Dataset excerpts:
━━━━━━━━━━━━━━━━━━━━━━━━━━━━━━

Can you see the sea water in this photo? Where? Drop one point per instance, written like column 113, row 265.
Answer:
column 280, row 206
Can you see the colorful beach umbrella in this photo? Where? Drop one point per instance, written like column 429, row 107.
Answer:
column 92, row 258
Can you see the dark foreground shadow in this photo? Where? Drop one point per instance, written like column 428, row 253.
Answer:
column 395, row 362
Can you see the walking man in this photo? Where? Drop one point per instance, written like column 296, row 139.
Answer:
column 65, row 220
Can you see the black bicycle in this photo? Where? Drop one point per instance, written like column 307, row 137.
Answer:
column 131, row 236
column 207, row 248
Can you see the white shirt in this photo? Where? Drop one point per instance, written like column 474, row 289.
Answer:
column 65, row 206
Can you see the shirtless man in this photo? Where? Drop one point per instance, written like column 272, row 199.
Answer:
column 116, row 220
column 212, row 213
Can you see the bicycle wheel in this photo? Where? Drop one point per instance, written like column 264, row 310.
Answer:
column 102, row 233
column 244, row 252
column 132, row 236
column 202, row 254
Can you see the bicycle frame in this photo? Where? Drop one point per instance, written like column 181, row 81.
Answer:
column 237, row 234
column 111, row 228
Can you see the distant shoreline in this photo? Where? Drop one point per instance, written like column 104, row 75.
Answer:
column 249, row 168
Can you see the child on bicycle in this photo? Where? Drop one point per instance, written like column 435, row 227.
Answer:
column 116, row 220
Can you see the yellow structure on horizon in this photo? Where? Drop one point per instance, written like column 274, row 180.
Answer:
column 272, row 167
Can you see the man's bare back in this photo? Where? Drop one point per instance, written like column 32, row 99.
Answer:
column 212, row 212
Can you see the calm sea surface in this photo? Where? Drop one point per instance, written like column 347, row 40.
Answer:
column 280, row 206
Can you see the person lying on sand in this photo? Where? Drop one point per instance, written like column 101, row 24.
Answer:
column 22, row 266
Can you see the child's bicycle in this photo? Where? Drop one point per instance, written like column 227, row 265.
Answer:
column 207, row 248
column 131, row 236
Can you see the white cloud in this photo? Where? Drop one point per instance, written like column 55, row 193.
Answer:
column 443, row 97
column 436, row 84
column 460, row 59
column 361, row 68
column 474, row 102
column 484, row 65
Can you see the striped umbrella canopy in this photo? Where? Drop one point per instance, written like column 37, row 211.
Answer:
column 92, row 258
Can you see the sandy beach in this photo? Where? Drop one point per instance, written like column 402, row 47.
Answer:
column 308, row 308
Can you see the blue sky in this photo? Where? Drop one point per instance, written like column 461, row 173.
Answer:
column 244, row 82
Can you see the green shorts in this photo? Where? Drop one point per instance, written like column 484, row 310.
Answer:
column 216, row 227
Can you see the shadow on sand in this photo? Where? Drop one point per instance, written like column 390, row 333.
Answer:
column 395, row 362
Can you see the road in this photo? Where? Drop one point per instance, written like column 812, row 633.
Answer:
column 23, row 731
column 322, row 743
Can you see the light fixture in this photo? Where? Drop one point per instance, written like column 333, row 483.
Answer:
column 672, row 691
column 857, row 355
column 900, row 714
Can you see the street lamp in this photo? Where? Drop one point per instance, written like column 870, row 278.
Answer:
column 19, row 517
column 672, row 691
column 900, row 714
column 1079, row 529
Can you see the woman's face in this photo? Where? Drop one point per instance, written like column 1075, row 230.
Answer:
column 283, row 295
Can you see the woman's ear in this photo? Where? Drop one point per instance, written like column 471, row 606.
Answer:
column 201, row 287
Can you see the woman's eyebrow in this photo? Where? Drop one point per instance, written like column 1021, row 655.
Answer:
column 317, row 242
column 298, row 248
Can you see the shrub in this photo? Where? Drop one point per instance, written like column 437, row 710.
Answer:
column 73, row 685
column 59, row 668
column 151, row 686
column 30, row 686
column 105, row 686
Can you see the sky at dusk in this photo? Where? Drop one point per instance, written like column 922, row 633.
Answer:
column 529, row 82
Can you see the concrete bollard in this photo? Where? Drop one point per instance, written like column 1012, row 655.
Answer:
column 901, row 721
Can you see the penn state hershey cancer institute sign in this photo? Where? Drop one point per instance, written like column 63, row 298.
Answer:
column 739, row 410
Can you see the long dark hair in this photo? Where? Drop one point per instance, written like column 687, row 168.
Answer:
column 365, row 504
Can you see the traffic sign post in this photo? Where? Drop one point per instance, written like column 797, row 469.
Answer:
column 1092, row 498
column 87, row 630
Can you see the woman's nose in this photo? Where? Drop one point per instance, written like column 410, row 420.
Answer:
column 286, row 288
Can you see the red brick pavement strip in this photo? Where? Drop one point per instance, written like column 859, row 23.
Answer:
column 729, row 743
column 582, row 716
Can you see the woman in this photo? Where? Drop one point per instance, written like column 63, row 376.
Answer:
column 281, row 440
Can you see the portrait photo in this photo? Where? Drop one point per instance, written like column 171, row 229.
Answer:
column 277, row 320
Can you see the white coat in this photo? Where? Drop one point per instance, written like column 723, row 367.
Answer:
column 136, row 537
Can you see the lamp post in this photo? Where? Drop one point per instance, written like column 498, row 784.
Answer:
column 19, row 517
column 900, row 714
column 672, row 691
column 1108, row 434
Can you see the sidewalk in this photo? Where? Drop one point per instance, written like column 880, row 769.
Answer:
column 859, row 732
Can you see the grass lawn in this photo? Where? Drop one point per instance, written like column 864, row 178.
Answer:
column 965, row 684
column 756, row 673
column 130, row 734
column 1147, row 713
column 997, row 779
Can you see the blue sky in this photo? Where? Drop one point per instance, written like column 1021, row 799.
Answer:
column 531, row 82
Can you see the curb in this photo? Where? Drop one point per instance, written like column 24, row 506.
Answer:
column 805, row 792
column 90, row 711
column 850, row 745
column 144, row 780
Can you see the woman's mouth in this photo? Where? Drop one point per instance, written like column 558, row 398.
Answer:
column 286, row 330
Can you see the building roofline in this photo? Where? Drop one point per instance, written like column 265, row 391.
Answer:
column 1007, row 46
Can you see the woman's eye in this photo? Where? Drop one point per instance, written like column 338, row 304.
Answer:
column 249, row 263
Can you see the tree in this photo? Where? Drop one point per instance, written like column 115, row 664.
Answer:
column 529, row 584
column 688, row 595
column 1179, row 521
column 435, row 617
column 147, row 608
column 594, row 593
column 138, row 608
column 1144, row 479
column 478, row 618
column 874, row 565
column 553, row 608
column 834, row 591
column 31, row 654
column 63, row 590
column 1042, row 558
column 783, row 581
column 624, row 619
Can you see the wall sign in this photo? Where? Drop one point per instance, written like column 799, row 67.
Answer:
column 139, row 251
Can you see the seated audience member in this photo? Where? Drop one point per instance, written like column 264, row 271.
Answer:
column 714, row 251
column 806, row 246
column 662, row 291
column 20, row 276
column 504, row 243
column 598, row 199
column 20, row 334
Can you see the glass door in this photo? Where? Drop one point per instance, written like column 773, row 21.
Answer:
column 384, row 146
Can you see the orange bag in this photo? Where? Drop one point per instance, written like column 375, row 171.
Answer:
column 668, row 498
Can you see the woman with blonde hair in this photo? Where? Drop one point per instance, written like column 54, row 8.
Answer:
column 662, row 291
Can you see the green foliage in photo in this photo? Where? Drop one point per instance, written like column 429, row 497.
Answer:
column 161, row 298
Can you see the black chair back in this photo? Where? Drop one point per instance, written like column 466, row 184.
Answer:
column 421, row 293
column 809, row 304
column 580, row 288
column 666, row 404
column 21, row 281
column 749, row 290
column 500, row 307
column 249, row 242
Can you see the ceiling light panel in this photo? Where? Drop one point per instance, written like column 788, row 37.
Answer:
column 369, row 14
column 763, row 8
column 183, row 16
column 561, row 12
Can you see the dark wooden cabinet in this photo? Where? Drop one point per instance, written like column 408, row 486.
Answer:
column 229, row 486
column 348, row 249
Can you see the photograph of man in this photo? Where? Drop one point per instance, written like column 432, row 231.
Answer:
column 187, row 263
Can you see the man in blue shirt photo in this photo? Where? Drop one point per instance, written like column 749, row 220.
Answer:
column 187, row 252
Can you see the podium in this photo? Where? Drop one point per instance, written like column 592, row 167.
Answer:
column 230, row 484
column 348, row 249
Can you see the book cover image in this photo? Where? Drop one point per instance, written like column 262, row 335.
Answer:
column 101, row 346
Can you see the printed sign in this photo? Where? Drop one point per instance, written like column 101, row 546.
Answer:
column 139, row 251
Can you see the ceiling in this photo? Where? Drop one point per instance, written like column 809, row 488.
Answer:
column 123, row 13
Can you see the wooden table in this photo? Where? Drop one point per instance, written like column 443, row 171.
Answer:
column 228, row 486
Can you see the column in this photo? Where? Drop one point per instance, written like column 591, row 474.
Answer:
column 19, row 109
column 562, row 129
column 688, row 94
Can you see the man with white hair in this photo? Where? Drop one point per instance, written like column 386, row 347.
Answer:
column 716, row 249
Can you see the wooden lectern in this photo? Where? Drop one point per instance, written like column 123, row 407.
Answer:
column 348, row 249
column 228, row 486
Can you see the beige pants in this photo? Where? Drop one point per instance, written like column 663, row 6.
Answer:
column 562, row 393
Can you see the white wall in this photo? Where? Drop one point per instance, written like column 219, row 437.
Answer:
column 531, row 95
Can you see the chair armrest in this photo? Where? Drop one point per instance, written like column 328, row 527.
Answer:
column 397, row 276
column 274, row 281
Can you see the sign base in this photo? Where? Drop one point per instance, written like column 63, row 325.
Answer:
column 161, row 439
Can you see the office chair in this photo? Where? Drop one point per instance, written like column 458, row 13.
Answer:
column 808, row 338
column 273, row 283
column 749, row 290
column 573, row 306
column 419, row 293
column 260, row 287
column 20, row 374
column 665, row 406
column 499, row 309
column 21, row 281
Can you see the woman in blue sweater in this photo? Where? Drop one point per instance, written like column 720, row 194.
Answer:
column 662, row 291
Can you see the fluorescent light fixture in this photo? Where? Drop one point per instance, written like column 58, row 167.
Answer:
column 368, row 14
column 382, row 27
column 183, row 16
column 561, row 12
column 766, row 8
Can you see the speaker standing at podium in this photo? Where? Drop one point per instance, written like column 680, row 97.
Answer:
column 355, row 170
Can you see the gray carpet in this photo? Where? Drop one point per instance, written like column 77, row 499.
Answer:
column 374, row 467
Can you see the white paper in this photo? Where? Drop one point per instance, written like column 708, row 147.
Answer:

━━━━━━━━━━━━━━━━━━━━━━━━━━━━━━

What is being asked: Scan the data above for the word "post". Copy every line in which it is found.

Response to this exercise:
Can you see the traffic sign post in this photo? Where? Drop one point per instance, written like column 797, row 469.
Can you see the lamp post in this photo? Where? Drop one point per instance, written like column 498, row 784.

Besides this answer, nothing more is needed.